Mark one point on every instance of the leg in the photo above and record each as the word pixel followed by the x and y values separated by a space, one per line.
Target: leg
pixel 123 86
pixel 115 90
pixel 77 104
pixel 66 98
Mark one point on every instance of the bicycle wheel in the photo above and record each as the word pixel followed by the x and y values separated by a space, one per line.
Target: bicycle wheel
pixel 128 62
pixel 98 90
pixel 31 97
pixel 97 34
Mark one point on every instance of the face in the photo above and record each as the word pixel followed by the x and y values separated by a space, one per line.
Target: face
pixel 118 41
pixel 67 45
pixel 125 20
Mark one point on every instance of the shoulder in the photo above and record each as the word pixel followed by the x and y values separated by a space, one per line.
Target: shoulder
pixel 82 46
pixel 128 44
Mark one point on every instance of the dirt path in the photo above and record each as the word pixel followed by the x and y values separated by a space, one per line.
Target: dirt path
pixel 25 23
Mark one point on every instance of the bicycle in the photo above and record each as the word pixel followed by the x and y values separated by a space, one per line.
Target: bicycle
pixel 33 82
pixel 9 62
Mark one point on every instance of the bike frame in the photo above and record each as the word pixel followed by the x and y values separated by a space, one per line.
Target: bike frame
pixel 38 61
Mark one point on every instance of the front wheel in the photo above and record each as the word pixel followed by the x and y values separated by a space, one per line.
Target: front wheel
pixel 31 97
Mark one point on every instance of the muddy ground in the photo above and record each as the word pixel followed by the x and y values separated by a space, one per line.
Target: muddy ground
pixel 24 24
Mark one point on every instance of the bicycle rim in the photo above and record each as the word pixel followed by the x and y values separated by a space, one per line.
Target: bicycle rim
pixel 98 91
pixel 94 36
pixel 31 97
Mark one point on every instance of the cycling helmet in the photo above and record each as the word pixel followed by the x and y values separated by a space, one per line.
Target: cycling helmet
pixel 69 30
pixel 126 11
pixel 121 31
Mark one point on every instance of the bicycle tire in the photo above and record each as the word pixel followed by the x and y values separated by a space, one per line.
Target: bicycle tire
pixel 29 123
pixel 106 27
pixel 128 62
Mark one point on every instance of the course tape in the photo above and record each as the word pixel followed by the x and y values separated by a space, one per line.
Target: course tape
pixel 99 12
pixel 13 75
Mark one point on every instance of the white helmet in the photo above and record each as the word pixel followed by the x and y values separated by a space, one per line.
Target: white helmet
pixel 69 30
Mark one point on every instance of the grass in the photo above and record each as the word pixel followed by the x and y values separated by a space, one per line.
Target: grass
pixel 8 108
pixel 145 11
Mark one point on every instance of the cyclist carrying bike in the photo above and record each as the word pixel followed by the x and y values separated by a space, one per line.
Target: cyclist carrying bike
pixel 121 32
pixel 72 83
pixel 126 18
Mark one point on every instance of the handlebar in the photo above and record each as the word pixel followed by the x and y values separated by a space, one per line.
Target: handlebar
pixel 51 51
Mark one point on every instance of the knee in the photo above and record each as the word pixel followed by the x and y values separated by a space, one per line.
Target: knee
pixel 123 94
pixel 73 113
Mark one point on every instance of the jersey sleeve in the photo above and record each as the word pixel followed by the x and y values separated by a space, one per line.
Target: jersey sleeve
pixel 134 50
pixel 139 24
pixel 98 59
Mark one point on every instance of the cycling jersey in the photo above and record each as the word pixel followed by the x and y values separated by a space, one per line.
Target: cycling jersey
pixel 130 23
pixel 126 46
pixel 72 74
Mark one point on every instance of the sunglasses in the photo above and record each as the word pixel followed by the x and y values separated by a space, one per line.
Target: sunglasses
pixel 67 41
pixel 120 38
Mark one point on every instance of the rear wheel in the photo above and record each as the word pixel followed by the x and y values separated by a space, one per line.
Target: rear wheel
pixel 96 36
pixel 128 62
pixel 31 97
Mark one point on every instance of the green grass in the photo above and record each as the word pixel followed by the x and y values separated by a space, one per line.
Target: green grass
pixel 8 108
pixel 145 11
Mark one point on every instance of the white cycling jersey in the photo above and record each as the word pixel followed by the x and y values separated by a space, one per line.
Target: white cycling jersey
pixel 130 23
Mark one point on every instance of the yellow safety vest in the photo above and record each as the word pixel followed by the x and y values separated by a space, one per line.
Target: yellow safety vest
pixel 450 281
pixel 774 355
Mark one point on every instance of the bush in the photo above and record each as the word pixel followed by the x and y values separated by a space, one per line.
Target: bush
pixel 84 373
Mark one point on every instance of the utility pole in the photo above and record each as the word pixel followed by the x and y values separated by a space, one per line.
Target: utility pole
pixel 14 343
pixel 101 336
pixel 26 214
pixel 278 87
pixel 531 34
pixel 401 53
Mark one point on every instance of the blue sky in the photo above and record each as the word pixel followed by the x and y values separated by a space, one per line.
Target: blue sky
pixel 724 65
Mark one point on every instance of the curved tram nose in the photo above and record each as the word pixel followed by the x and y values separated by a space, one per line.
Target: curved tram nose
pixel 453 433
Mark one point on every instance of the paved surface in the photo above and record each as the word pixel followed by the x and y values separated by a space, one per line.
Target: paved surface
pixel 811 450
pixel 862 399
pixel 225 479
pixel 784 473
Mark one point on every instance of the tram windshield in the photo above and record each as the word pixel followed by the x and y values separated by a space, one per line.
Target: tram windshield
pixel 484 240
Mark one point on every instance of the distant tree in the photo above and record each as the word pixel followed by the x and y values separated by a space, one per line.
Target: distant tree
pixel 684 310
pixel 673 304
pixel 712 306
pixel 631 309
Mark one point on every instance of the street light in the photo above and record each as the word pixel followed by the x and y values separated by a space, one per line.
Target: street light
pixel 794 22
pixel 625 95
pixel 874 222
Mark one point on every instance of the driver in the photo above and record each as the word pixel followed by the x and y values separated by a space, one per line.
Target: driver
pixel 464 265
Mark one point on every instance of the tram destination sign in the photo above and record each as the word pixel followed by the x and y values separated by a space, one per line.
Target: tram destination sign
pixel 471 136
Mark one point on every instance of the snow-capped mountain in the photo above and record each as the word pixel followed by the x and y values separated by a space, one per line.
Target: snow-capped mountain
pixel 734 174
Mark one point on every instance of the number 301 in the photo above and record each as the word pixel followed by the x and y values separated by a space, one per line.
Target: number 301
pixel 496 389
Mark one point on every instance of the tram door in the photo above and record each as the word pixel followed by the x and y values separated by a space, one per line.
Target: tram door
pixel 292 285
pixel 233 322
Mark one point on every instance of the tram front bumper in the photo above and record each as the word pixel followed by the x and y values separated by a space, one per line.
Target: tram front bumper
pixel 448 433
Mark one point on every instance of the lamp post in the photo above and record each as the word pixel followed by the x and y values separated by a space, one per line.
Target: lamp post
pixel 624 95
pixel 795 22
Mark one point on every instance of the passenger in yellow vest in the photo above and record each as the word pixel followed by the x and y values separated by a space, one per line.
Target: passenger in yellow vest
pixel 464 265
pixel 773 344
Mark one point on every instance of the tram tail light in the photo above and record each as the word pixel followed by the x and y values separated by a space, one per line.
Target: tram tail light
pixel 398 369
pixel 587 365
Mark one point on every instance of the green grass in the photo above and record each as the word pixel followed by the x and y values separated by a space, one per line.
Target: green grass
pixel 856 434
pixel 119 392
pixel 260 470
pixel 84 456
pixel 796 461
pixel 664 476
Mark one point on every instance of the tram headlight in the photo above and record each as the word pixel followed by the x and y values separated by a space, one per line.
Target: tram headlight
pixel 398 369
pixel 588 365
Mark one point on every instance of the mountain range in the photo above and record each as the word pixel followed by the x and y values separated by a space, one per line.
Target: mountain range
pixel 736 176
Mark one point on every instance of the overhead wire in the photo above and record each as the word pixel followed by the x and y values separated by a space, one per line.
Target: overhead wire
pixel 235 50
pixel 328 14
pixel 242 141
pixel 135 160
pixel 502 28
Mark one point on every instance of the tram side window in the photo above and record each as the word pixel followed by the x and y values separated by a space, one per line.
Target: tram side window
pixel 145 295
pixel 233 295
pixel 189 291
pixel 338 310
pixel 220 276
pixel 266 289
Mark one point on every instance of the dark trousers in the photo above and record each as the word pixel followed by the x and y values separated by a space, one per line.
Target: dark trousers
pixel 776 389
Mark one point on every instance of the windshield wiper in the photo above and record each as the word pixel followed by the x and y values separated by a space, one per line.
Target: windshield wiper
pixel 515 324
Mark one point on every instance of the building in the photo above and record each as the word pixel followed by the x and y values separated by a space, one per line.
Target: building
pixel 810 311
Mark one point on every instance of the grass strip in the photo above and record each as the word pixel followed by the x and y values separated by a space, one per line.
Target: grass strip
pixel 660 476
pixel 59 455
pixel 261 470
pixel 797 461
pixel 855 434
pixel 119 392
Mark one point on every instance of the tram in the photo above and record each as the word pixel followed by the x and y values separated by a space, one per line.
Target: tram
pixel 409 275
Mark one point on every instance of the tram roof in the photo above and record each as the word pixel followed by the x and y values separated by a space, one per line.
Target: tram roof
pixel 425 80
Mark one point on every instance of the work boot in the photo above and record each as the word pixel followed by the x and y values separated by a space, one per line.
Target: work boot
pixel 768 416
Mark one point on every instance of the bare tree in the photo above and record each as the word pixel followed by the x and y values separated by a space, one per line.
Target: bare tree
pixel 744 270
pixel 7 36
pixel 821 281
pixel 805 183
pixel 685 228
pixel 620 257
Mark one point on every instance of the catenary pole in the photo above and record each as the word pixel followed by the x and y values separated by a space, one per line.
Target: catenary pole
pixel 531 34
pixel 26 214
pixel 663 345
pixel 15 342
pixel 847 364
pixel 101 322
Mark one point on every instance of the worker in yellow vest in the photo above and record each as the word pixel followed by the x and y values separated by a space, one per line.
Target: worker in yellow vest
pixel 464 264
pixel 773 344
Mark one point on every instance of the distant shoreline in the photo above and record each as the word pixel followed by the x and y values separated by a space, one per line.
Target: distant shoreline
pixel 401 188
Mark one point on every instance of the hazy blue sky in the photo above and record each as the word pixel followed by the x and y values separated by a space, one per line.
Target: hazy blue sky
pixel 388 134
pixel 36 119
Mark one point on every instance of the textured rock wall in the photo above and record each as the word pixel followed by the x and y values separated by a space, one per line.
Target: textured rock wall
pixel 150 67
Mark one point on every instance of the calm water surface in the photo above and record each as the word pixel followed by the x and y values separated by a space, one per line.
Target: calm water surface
- - - - -
Convert the items from the beginning through the line containing "pixel 66 98", inclusive, into a two-column CSV with columns named instruction and answer, giving one row per item. Put each item's text and its answer in a single quoted field apiece, replacing line breaks with spaces.

Complete output:
instruction,answer
"Mark one point on every instance of the leg in the photo above and record each as the word pixel followed by the x and y values separated by a space, one per line. Target: leg","pixel 123 86 pixel 115 90 pixel 77 104 pixel 66 98"